Tragédie, pleurs et joie, immensité : le dernier Glendy Vanderah

Quelquefois un lecteur compulsif, capable comme moi de lire deux cent-cinquante livres chaque année, m’écrit pour m’invectiver. Quoi ! me dit-il, comment osez-vous ne parler que de grands écrivains américaines (il déteste dire : autrices), de ces Louise Erdrich et autres Delia Owens ? N’êtes-vous pas foutu (il ose me parler ainsi…) de dénicher une auteure française, une femme, voire même un homme, tout aussi grande ? De ces écrivains immenses qui chantent la nature, la volonté, la fureur de vivre : des Carco, des Cendrars, des Isabelle Eberhardt, des Giono, des Irène Némirovsky de 2023 ?!

####

Réécris le passage de la chronique qui commence par « Quelquefois un lecteur » et se poursuit jusqu'à « Némirovsky de 2023 ?! », en mettant « lecteur passionné » à la place de « lecteur compulsif ».

• Données brutes:
####

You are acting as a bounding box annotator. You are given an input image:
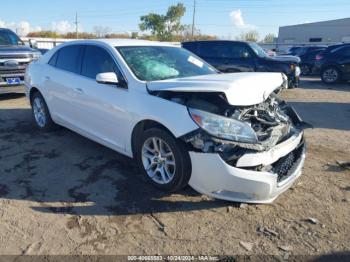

####

• Corrigé:
Quelquefois un lecteur passionné, capable comme moi de lire deux cent-cinquante livres chaque année, m’écrit pour m’invectiver. Quoi ! me dit-il, comment osez-vous ne parler que de grands écrivains américaines (il déteste dire : autrices), de ces Louise Erdrich et autres Delia Owens ? N’êtes-vous pas foutu (il ose me parler ainsi…) de dénicher une auteure française, une femme, voire même un homme, tout aussi grande ? De ces écrivains immenses qui chantent la nature, la volonté, la fureur de vivre : des Carco, des Cendrars, des Isabelle Eberhardt, des Giono, des Irène Némirovsky de 2023 ?!